__Task to carry out__. Output every record below exactly as it appears.

__The records__.
⁂
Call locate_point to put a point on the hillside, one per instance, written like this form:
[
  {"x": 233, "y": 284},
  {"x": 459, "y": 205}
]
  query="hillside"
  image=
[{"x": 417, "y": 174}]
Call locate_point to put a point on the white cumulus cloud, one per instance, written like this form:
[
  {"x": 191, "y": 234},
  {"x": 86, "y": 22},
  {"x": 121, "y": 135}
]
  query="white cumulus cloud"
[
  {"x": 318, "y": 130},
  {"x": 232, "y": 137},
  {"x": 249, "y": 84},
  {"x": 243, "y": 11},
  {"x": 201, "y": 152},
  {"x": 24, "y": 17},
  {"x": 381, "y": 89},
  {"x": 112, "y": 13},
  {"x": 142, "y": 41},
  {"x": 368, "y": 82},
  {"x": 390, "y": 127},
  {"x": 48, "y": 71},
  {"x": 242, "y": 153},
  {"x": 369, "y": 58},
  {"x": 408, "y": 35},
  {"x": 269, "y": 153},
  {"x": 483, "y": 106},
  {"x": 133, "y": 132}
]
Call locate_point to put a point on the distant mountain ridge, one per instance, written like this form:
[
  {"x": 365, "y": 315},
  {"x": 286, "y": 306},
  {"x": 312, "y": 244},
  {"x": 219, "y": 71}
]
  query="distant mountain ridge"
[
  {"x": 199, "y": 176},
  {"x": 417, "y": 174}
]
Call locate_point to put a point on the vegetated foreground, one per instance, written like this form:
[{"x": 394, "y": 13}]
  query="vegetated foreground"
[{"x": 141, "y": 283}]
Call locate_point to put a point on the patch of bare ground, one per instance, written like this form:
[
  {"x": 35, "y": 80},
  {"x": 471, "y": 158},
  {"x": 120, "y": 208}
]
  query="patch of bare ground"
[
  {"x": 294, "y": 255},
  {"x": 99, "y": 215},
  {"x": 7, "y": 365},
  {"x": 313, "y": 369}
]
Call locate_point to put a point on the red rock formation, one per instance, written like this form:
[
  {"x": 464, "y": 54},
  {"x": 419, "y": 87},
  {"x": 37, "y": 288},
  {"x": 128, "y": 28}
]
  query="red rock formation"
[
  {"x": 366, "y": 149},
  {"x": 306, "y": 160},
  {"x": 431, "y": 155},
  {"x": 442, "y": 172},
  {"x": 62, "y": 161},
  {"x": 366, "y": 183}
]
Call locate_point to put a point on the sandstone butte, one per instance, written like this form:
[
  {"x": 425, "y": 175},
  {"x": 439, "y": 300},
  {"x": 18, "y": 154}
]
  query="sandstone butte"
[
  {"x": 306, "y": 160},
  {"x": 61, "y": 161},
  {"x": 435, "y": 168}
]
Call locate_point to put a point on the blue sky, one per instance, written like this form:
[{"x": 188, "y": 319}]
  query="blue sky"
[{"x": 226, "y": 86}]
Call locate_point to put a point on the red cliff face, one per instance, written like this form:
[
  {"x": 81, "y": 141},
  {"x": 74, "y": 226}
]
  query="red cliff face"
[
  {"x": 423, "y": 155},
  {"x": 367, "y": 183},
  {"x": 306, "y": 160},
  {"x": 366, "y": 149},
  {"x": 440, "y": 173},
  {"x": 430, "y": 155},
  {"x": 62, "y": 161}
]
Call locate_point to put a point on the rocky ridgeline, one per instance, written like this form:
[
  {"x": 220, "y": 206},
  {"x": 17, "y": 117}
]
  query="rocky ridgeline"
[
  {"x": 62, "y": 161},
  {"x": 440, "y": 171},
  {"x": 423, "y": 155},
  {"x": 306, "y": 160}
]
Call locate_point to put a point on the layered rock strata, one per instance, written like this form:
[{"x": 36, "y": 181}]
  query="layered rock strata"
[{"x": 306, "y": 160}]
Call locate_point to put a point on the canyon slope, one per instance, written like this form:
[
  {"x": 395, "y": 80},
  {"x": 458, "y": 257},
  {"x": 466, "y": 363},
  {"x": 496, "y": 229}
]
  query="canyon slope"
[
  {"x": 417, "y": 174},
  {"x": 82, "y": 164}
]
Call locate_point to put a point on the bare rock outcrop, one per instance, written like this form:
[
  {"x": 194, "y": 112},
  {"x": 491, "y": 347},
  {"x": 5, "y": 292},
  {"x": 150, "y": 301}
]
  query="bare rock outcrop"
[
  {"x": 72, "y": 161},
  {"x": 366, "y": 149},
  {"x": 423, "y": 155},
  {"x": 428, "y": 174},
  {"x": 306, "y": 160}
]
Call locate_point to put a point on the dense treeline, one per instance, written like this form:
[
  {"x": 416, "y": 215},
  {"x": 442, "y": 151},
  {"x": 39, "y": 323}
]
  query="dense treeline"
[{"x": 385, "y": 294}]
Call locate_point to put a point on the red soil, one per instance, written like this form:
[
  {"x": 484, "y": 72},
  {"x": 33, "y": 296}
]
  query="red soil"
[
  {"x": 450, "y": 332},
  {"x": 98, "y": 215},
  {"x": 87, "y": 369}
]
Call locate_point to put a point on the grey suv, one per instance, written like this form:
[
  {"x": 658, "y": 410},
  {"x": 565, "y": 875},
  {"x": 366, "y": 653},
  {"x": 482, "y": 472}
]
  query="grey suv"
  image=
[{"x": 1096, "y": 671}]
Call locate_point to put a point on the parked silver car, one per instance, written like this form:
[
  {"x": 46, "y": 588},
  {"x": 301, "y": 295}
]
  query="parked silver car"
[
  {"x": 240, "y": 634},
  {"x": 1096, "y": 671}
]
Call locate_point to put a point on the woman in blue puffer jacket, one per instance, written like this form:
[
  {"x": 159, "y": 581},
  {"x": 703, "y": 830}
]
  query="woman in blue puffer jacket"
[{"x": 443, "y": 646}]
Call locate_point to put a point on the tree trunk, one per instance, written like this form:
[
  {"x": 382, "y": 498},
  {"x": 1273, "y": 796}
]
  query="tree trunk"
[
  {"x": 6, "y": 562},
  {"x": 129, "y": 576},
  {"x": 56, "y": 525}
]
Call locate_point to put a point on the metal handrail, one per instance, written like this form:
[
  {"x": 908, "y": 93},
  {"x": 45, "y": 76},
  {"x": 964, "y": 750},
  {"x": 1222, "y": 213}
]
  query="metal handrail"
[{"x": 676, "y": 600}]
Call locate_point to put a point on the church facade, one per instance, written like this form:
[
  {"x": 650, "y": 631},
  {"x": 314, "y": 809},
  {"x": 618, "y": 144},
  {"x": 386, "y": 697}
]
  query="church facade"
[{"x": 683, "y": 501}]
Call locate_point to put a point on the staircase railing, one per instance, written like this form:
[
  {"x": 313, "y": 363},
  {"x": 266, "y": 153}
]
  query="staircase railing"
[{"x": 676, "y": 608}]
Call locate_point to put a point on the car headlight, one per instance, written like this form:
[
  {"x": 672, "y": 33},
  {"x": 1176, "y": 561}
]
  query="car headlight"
⁂
__Exercise answer__.
Call locate_point to put a point on the hillside, one per instance, written like this form:
[
  {"x": 233, "y": 284},
  {"x": 459, "y": 205}
]
  query="hillside"
  image=
[{"x": 417, "y": 174}]
Call locate_point to put a point on the white cumulus cloud, one per instance, written like this form:
[
  {"x": 191, "y": 234},
  {"x": 86, "y": 22},
  {"x": 121, "y": 135}
]
  query="white cumulus cloud"
[
  {"x": 318, "y": 130},
  {"x": 232, "y": 137},
  {"x": 249, "y": 84},
  {"x": 243, "y": 11},
  {"x": 201, "y": 152},
  {"x": 24, "y": 17},
  {"x": 381, "y": 89},
  {"x": 112, "y": 13},
  {"x": 142, "y": 41},
  {"x": 368, "y": 82},
  {"x": 390, "y": 127},
  {"x": 48, "y": 71},
  {"x": 242, "y": 153},
  {"x": 369, "y": 58},
  {"x": 408, "y": 35},
  {"x": 269, "y": 153},
  {"x": 483, "y": 106},
  {"x": 133, "y": 132}
]
Call locate_point to put a point on the distant mountain ridge, one per instance, written like this form:
[
  {"x": 365, "y": 315},
  {"x": 286, "y": 306},
  {"x": 312, "y": 244},
  {"x": 219, "y": 71}
]
  query="distant mountain ridge"
[
  {"x": 199, "y": 176},
  {"x": 417, "y": 174}
]
Call locate_point to put a point on the vegetated foreground, one per instance, written like this form:
[{"x": 394, "y": 13}]
  query="vegetated foreground"
[{"x": 141, "y": 283}]
Call locate_point to put a point on the patch of bare ground, one per instance, written like this form:
[
  {"x": 35, "y": 80},
  {"x": 471, "y": 158},
  {"x": 120, "y": 208}
]
  query="patch of bare ground"
[
  {"x": 294, "y": 255},
  {"x": 99, "y": 215},
  {"x": 7, "y": 365},
  {"x": 313, "y": 369}
]
Call locate_point to put a point on the red rock formation, one per instance, written like this form:
[
  {"x": 464, "y": 54},
  {"x": 419, "y": 87},
  {"x": 37, "y": 288},
  {"x": 128, "y": 28}
]
  query="red rock formation"
[
  {"x": 366, "y": 149},
  {"x": 306, "y": 160},
  {"x": 431, "y": 155},
  {"x": 442, "y": 172},
  {"x": 62, "y": 161},
  {"x": 366, "y": 183}
]
Call locate_point to put a point on the sandstone butte, one per instance, written like this form:
[
  {"x": 425, "y": 175},
  {"x": 439, "y": 300},
  {"x": 18, "y": 154}
]
  query="sandstone butte"
[
  {"x": 306, "y": 160},
  {"x": 61, "y": 161},
  {"x": 435, "y": 168}
]
Call locate_point to put a point on the blue sky, one per instance, written like this form:
[{"x": 188, "y": 319}]
  query="blue sky"
[{"x": 226, "y": 86}]
Call locate_point to put a point on the red cliff face, one per instance, written like this form:
[
  {"x": 81, "y": 141},
  {"x": 74, "y": 226}
]
  query="red cliff face"
[
  {"x": 423, "y": 155},
  {"x": 367, "y": 183},
  {"x": 306, "y": 160},
  {"x": 366, "y": 149},
  {"x": 440, "y": 173},
  {"x": 430, "y": 155},
  {"x": 62, "y": 161}
]
Call locate_point to put a point on the rocky ridgeline, one per instance, written like this form:
[
  {"x": 220, "y": 206},
  {"x": 17, "y": 117}
]
  query="rocky ridgeline"
[
  {"x": 62, "y": 161},
  {"x": 440, "y": 171},
  {"x": 423, "y": 155},
  {"x": 306, "y": 160}
]
Call locate_point to put a point on the layered rock strata, one per instance, written like this form:
[{"x": 36, "y": 181}]
  query="layered rock strata"
[{"x": 306, "y": 160}]
Call locate_point to put a point on the canyon slope, one per instance, written like this form:
[
  {"x": 395, "y": 80},
  {"x": 458, "y": 257},
  {"x": 466, "y": 363},
  {"x": 496, "y": 229}
]
  query="canyon slope"
[
  {"x": 417, "y": 174},
  {"x": 82, "y": 164}
]
Call locate_point to put a point on the bare rock outcrop, one per instance, written like this form:
[
  {"x": 194, "y": 112},
  {"x": 491, "y": 347},
  {"x": 5, "y": 292},
  {"x": 150, "y": 301}
]
  query="bare rock outcrop"
[
  {"x": 72, "y": 161},
  {"x": 366, "y": 149},
  {"x": 423, "y": 155},
  {"x": 428, "y": 174},
  {"x": 306, "y": 160}
]
Call locate_point to put a point on the dense treeline, one per instance, written like this form:
[
  {"x": 416, "y": 215},
  {"x": 442, "y": 151},
  {"x": 39, "y": 323}
]
  query="dense treeline"
[{"x": 385, "y": 294}]
Call locate_point to put a point on the red soil, one per instance, written like this form:
[
  {"x": 484, "y": 72},
  {"x": 33, "y": 296}
]
  query="red soil"
[
  {"x": 450, "y": 332},
  {"x": 98, "y": 215},
  {"x": 87, "y": 369}
]
Call locate_point to put a point on the grey suv, one per instance, written like this form:
[
  {"x": 658, "y": 410},
  {"x": 565, "y": 875},
  {"x": 366, "y": 653},
  {"x": 482, "y": 472}
]
  query="grey suv"
  image=
[{"x": 1096, "y": 671}]
Call locate_point to put a point on the parked silver car, one per instance, written like this form:
[
  {"x": 46, "y": 588},
  {"x": 301, "y": 295}
]
  query="parked silver car"
[
  {"x": 240, "y": 634},
  {"x": 1096, "y": 671}
]
Call locate_point to put a point on the woman in blue puffer jacket, one per instance, written like this form:
[
  {"x": 159, "y": 581},
  {"x": 703, "y": 830}
]
  query="woman in blue puffer jacket"
[{"x": 443, "y": 646}]
Call locate_point to put a point on the tree trunk, one per instance, written like this form:
[
  {"x": 382, "y": 498},
  {"x": 1273, "y": 796}
]
  query="tree trunk"
[
  {"x": 6, "y": 562},
  {"x": 129, "y": 576},
  {"x": 56, "y": 525}
]
Call locate_point to put a point on the metal handrail, one per instance, written like this form:
[
  {"x": 908, "y": 93},
  {"x": 45, "y": 76},
  {"x": 964, "y": 750},
  {"x": 1222, "y": 213}
]
  query="metal handrail"
[{"x": 676, "y": 600}]
Call locate_point to put a point on the church facade, one per instance, written like this form:
[
  {"x": 650, "y": 631},
  {"x": 314, "y": 809},
  {"x": 618, "y": 144},
  {"x": 386, "y": 697}
]
  query="church facade"
[{"x": 683, "y": 501}]
Call locate_point to put a point on the staircase railing, one per instance, written like this form:
[
  {"x": 313, "y": 363},
  {"x": 266, "y": 153}
]
  query="staircase railing"
[{"x": 676, "y": 608}]
Call locate_point to put a point on the car headlight, one per instance, written like this form:
[
  {"x": 672, "y": 33},
  {"x": 1176, "y": 561}
]
  query="car headlight"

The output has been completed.